- [YOUR OBJECTIVE]: Would you go through the records below and copy each line with the string "background"?

- [DATA TO EXAMINE]:
★ ★ ★ ★ ★ ★ ★

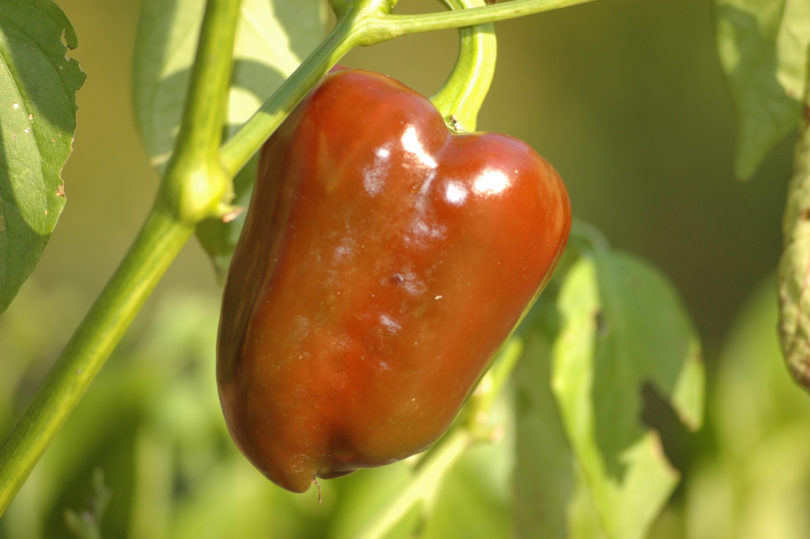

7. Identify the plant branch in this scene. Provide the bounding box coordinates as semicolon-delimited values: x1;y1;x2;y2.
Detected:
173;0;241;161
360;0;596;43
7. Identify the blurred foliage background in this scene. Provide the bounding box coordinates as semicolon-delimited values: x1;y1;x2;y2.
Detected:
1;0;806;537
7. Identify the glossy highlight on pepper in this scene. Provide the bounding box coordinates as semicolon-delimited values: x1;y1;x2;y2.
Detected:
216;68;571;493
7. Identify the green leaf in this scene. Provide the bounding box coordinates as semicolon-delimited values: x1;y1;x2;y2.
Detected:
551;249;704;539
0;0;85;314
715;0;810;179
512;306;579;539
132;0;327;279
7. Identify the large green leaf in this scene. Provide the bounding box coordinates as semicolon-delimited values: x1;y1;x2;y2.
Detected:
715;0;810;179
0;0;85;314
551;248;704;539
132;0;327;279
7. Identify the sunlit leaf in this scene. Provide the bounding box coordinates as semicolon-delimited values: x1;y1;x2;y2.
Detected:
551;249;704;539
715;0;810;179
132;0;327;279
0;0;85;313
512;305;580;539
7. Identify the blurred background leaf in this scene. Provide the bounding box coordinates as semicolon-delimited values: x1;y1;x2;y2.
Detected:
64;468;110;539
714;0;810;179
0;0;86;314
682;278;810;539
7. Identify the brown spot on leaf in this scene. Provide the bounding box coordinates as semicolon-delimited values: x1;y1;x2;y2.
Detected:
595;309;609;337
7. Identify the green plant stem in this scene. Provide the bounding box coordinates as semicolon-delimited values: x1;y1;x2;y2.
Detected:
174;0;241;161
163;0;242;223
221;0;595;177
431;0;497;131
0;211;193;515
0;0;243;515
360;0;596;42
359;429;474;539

★ ★ ★ ★ ★ ★ ★

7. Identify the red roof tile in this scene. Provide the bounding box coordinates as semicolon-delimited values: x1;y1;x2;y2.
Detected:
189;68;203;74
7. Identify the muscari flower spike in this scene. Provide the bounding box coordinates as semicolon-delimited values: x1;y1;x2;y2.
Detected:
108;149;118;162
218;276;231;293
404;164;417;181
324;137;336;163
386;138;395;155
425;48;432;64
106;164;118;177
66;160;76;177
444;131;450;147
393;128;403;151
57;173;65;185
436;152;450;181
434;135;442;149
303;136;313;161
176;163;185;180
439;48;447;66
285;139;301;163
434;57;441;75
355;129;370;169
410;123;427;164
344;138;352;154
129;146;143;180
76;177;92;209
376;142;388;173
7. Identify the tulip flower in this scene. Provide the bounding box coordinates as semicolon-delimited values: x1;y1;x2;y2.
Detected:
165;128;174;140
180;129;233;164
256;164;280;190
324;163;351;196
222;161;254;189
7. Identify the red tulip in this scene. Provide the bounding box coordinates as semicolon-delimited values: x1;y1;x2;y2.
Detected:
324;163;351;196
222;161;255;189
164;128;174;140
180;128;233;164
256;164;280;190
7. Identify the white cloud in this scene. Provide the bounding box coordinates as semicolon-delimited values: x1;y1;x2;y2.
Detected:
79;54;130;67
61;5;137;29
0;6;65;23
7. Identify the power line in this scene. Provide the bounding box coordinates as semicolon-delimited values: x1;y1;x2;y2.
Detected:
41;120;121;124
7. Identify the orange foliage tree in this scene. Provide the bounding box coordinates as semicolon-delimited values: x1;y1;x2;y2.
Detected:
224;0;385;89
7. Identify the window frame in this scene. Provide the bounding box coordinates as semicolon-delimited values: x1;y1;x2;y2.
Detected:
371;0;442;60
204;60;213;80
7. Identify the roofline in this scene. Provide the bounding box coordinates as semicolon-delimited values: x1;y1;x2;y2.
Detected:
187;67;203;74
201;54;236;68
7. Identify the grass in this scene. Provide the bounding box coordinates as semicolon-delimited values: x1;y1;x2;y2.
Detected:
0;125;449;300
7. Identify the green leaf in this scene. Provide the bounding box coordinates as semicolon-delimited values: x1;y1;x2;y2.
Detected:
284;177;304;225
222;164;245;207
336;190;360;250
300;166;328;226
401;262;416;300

★ ★ ★ ★ ★ ★ ★

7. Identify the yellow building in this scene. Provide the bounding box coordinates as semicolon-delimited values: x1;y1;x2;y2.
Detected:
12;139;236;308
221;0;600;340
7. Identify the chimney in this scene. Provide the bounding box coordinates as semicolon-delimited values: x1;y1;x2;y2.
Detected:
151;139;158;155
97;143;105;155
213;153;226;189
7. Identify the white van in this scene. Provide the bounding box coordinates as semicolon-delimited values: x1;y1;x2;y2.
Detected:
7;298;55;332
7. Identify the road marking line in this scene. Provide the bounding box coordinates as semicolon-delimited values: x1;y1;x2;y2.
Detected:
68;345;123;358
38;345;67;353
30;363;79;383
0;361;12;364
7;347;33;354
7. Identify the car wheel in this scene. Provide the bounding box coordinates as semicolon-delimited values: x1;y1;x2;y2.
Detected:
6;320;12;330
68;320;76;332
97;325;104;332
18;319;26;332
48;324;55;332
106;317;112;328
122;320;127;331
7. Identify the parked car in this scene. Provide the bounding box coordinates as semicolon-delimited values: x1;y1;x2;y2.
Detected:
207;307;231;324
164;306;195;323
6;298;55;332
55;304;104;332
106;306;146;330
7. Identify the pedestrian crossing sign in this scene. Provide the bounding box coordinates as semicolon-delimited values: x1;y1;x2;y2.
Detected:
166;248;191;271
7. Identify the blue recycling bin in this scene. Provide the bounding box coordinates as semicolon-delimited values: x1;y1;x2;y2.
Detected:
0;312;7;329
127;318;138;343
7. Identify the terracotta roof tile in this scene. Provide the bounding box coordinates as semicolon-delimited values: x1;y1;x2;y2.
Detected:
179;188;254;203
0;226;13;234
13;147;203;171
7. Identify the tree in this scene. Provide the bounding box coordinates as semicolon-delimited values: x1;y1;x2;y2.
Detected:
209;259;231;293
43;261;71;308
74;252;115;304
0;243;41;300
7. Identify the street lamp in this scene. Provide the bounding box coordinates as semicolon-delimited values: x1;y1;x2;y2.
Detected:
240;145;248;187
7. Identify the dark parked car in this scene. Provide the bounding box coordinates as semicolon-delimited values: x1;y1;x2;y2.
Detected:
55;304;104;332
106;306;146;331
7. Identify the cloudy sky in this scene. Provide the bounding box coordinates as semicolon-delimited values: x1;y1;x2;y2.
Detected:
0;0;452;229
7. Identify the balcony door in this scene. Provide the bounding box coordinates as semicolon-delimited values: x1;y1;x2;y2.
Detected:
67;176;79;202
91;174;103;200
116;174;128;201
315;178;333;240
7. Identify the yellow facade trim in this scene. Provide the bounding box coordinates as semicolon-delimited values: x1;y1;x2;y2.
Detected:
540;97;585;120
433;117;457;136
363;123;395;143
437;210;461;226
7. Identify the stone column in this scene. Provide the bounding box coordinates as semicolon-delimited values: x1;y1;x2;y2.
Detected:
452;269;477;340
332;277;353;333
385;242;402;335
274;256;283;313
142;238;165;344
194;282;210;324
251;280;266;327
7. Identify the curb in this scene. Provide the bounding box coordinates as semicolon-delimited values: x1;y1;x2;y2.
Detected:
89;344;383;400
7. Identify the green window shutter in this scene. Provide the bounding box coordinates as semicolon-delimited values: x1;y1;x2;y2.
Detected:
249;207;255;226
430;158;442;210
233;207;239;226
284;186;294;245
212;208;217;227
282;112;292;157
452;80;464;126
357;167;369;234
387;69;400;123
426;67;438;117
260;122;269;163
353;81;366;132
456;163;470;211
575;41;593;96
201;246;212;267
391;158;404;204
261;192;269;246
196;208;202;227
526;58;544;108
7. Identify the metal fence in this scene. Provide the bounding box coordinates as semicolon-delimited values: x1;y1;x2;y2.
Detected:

★ ★ ★ ★ ★ ★ ★

- [OUTPUT FOR THIS EXERCISE]:
7. Identify the blurred foliage background in this scene. Provide the bounding box coordinates as semicolon-delimited values: x1;y1;x2;y2.
7. Identify the blurred background leaf in this scene. Provide the bounding box coordinates as semicolon-delimited values: x1;y1;x2;y2.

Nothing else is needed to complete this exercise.